Keberadaan Gua Made, tidak bisa lepas dari cerita Maling Cluring. Maling Cluring yang merupakan cerita rakyat ini konon bisa masuk rumah melalui sorot lampu yang keluar dari celah-celah dinding. Dia merupakan maling yang budiman dan dikenal baik hati serta banyak cerita yang mengisahkan maling ini banyak membantu warga sekitar.

KUDU, MSP –
Wilayah Kecamatan Kudu, Kabupaten Jombang merupakan wilayah yang mengandung arti sejarah sangat penting. Hal ini dibuktikan banyaknya tinggalan arkeologi, antara lain Prasasti Kudu, Prasasti Katemas, Prasasti Pucangan, dan Sendang Made. Temuan terakhir yang cukup menarik untuk dibahas lebih lanjut adalah temuan terbaru yaitu Gua Made.

------------------------------------

Tolong ringkas teks pilihan di atas dalam dua kalimat. Entri ini berasal dari sumber yang berbeda.

Entri kutipan dari sebuah koleksi:
------------------------------------

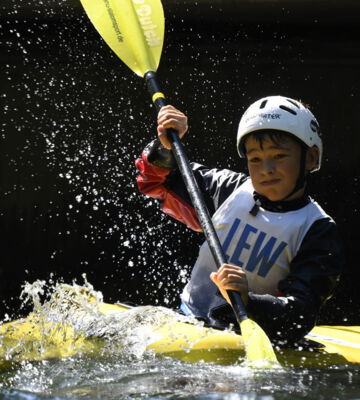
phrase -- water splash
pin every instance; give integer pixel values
(72, 320)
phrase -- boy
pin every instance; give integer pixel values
(283, 251)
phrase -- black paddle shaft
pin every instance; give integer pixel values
(195, 194)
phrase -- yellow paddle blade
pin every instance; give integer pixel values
(133, 29)
(259, 351)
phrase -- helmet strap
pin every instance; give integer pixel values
(301, 180)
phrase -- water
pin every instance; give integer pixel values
(84, 377)
(121, 367)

------------------------------------

Jawaban:
Wilayah Kecamatan Kudu, Kabupaten Jombang, mengandung arti sejarah yang sangat penting, dibuktikan oleh banyaknya tinggalan arkeologi, dengan temuan terbaru berupa Gua Made. Keberadaan Gua Made tidak bisa lepas dari cerita rakyat Maling Cluring, maling budiman yang konon bisa masuk rumah melalui sorot lampu dari celah dinding dan dikisahkan banyak membantu warga sekitar.